- Passage to read
□ □ □ □ □ □ □

The heart of electronics centers around directing electric current through a process so that it can be used to power an external source. This process is called a circuit. An external source can be a battery, light bulb, generator or any electric-powered device.
Attracting, harnessing and directing electricity requires a certain set of materials with particular shapes, and a means to carry the current to the external source. This article will address the basic principles that make up an electronic device.
An electronic circuit is the basic unit through which electricity is transmitted. The circuit is usually soldered onto a printed circuit board (PCB). The printed circuit board allows each component of the circuit to interact, and be connected..
The circuit is a path made up of an energy source, an output device and a connection. The energy source can be a battery, or a generator, or light itself. The output device is something that makes use of the electric current like a lamp, or a light switch. The circuit's connection is what actually allows the current to flow. An example of a connection would be a wire or cable.
The materials used to make an electronic circuit are:
Conductors are usually metals like steel, copper or aluminum. Metals have a chemical composition that allow electricity to pass through easily. This composition has to do with their molecular makeup. Metal molecules such as these are made up of atoms that have a loose hold on their electrons. So when a current passes through a copper wire, the copper molecules help the current along because of this loose electron hold. Copper, aluminum and steel are said to have a "low resistance" to electrical transmissions.
Insulators have the opposite effect. Glass, plastics, air, wood and rubber are good insulators because their molecules have a tight hold on their electrons. Electricity moves through these materials slowly, if at all, because of how these materials interact with the current. Insulating materials are used to keep a circuit from getting too hot, or shorting out.
Semiconductors materials are made to conduct electricity at a moderate rate. Silicon and germanium are typically used to make semiconductor materials. They are, in their natural state, good conductors. What makes them semiconductors are the materials added to them.
An example of this would be silicon. Silicon molecules are commonly used to transmit solar, or light power, into usable electrical energy. Technicians will add boron and phosphorous to the silicon material to create a self-generating flow of electrons through the circuit. The technical term for this is "doping." Adding boron and phosphorous creates the quality of current needed to transmit solar energy into electricity. Semiconductors can function as transistors, diodes or integrated circuits.

□ □ □ □ □ □ □

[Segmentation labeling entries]
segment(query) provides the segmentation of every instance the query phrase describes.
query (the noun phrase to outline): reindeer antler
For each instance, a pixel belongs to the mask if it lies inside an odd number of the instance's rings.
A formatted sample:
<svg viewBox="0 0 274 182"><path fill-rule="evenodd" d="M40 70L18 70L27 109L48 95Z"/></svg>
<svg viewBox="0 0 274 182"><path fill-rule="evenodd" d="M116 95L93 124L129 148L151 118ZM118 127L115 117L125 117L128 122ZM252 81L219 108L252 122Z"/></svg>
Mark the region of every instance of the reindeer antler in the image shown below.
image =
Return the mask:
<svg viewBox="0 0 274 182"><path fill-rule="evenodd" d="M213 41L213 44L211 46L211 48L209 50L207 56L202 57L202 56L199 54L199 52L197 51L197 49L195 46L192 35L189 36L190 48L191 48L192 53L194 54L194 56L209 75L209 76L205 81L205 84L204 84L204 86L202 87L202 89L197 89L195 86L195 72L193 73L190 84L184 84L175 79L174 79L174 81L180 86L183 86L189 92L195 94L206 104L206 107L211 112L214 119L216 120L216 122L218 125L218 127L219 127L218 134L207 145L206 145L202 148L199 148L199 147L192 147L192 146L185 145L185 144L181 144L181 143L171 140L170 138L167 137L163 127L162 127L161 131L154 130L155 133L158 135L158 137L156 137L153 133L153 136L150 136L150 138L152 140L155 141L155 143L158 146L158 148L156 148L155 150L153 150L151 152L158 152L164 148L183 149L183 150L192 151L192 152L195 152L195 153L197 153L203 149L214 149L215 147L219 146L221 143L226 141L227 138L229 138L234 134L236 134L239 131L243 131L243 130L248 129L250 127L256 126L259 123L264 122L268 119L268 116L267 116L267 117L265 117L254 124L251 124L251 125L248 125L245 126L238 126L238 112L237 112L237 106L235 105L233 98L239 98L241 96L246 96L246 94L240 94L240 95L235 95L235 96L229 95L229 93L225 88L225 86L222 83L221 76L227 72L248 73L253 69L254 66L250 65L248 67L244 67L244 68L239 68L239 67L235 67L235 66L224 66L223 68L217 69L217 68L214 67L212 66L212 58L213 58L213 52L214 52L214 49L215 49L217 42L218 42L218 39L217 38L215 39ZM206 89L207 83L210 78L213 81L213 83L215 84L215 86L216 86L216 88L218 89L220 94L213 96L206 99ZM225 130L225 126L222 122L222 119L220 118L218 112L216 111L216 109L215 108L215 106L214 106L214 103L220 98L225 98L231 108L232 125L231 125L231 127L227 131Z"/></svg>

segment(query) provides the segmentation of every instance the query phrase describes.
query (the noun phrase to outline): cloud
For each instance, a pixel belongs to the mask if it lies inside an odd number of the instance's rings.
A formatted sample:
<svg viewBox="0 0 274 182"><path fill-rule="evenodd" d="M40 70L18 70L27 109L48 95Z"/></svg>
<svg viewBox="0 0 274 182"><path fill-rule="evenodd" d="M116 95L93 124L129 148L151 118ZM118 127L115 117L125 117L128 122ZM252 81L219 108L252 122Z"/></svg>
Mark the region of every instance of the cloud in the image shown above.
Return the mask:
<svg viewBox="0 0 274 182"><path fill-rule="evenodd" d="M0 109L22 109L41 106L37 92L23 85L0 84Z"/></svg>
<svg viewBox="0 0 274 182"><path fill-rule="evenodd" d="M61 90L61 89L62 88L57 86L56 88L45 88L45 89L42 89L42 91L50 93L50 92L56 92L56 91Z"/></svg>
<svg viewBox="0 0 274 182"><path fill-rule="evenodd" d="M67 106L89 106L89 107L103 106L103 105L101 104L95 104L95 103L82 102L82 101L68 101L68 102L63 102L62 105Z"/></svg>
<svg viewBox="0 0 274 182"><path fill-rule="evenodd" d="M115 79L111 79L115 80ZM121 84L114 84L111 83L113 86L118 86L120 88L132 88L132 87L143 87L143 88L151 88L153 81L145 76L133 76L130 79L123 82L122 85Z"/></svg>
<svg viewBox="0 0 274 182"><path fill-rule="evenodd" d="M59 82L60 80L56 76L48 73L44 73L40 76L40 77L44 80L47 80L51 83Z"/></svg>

□ □ □ □ □ □ □

- Required actions
1. Translate into Spanish this sentence from the passage on electronic circuits: "Glass, plastics, air, wood and rubber are good insulators because their molecules have a tight hold on their electrons."
2. Reproduce word for word the part of the passage on electronic circuits starting at "An electronic circuit is" and ending at "and be connected..".
3. Extend the passage on electronic circuits, picking up after its last sentence.

- Expected outputs
1. El vidrio, los plásticos, el aire, la madera y el caucho son buenos aislantes porque sus moléculas sujetan firmemente sus electrones.

2.
An electronic circuit is the basic unit through which electricity is transmitted. The circuit is usually soldered onto a printed circuit board (PCB). The printed circuit board allows each component of the circuit to interact, and be connected..

3.
There are four types of electronic circuits, each made for a specific use.
· Closed circuits -- This type is an unbroken path on which electrical currents flow. This means the power source, the wire and the output device are all connected together.
· Short circuits -- This type of circuit happens when too much electrical current is generated as a result of an unanticipated interaction, like two bare wires that touch. Instead of the current flowing around the circuit in a linear fashion, the two touching wires release an excess amount of current. As a result, the output device (light bulb, light switch) shorts out and ceases to function.
· Series circuits -- This type of circuit is made up of a series of output devices that all receive the same electrical current. An example of this would be a strand of lights. Every light in the strand would have to light in order for the circuit to work. One bad bulb will break the circuit connection.
· Parallel circuits -- These are found in the more complex circuitry systems. They're made up of one overall power source that feeds multiple types of output devices. The connections, or wires, can be of all different sizes and capacities. The difference between parallel circuits and serial circuits is a non-functioning output device will only shut down that area of the circuit.
As of April, R. Stanley Williams, a researcher at Hewlett Packard, has formulated proof of another basic element of electronic circuit theory. Currently called "memristors," Williams was able to record data that shows a memory capacity existent within the process of an electronic circuit. So far, said data can only be recorded in nanomolecular circuits. However, Williams sees this theory as applicable to the field of electronics overall.
Electronic circuits would not only be capable of storing a record of past events (memory), but would analyze and retrieve this information as well. Williams proposes this process as similar to the workings of synapses in the human brain. Further development in this vein has the capacity to produce a whole new breed of "humanoid" type electronics capable of thinking, analysis and decision-making.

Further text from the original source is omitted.